### Brief A
Please transcribe the passage about Dan Nevins's visit to the yoga studio word for word, between "Two months after" and "and a half.", inclusive.
### Brief B
Pick up the passage about Dan Nevins's visit to the yoga studio right after its last sentence and carry it forward.

### Provided passage
☆ ☆ ☆ ☆ ☆ ☆ ☆

Two months after starting our journey at Evolution, we both found ourselves in their 200-hour RYT program. After 8 months of an intense commitment to the program, we graduated. I couldn’t be happier, although fear and lack of motivation surrounding teaching, kept me in a fog and I decided to remain a student, and so I did, for the next year and a half.
Up until this time I had signed up to be on the sub list at Evolution and I had been dabbling with subbing classes, but still wasn’t sure if I even wanted to, or liked teaching. I thought, by forcing myself to teach (which was like pulling teeth), I would grow to like it, but that didn’t happen. I just got more frustrated and I just wanted to hide in a corner and be a student.
About this time, Evolution studio owners, Lisa Taylor and Julie Mathers, knew exactly what they were doing when they decided to bring Dan Nevins, a retired Staff Sergeant who was critically injured in 2004 by an explosive in Balad, Iraq, causing him to lose both legs from the knee down and suffering from a traumatic brain injury (now Baptiste Yoga Instructor Extraordinaire) to our yoga community. The studio mission is, and has always been, to encourage curiosity and to inspire others to do great things… they knew that Dan’s story would create curiosity in our community and motivate at least one, two, or maybe even five people to take charge and do something great with their life. Dan’s visit did exactly that for me… not only as a yoga student; as a yoga teacher.
Dan’s visit was two-fold and one of the most powerful and inspiring experiences I have ever heard. His first night, our studio offered a meet and greet with Dan, as well as time spent listening to his account of his time in the military and afterwards. The second day, he brought to us a powerful, 90-minute, Baptiste Power Vinyasa Yoga practice.
Dan’s account of his life after the military was filled with depression and frustration, but ultimately were the two emotions that helped him discover yoga. He grew to love the practice and it helped him heal in ways he never expected. Dan now teaches yoga all over the country and is on his own journey to begin developing a retreat getaway in Jacksonville, FL for veterans and their families to spend time at relaxing and recharging.

☆ ☆ ☆ ☆ ☆ ☆ ☆

### Information provided
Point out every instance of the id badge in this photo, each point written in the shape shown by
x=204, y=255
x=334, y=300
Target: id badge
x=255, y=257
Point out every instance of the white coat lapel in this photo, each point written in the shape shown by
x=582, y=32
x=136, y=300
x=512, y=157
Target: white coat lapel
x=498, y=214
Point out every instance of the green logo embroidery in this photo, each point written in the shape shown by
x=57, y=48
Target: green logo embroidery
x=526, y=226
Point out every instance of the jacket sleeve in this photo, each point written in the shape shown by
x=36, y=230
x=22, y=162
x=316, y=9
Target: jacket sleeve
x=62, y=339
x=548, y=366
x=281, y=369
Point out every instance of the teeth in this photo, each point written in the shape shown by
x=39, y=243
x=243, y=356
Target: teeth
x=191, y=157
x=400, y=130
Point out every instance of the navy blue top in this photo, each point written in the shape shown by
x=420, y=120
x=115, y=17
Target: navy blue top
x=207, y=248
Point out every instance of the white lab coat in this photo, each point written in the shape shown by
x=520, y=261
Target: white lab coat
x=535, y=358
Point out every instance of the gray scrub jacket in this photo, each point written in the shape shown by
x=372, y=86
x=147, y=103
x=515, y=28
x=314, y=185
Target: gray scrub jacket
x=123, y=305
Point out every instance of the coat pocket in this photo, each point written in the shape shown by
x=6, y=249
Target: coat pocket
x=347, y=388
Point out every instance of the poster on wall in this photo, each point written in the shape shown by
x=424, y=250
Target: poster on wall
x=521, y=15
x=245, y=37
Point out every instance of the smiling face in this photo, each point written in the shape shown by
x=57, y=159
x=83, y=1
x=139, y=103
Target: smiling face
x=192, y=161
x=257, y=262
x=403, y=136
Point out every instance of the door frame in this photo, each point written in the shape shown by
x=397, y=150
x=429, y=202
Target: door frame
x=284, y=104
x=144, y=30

☆ ☆ ☆ ☆ ☆ ☆ ☆

### Exercise answer A
Two months after starting our journey at Evolution, we both found ourselves in their 200-hour RYT program. After 8 months of an intense commitment to the program, we graduated. I couldn’t be happier, although fear and lack of motivation surrounding teaching, kept me in a fog and I decided to remain a student, and so I did, for the next year and a half.

### Exercise answer B
As I mentioned earlier, Dan influenced me not only as a yoga student and teacher. As a student he inspired me to be at peace with my practice and to know that it’s not about perfection or being the most flexible person in the room or having the coolest yoga pants. He taught me that yoga is so much more than that, and when we realize the true meaning – that is when we really shine – growth happens. Just like when Dan took his prosthetics off in a yoga class full of students for the first time. He said it was the hardest thing he ever did, but once he did it, he made space – a lot of space. So much space, that he is now able to hold space for others, from all walks of life.
As a teacher, Dan inspired me to not be afraid. Not too worry about saying the right things, using all the cool yogi language or teaching a perfect class. In fact, he taught me that teaching had nothing to do with me, at all. Teaching is about the students. Through teaching, we help others make space and find their own way. Teaching allows us to pass along, and share the toolbox of life, to someone else. He said, “Let your passion to help others be your teaching voice.” I knew then what I must do.
That night, after Dan’s class, my mind and heart were alive. Ideas of how I could help zoomed in and out like racecars, on a speedway. I now had my motivation to teach yoga. I now had the direction of exactly what I must do.
Blog by Kelly Rozick, a student and teacher training graduate at Evolution Power Yoga.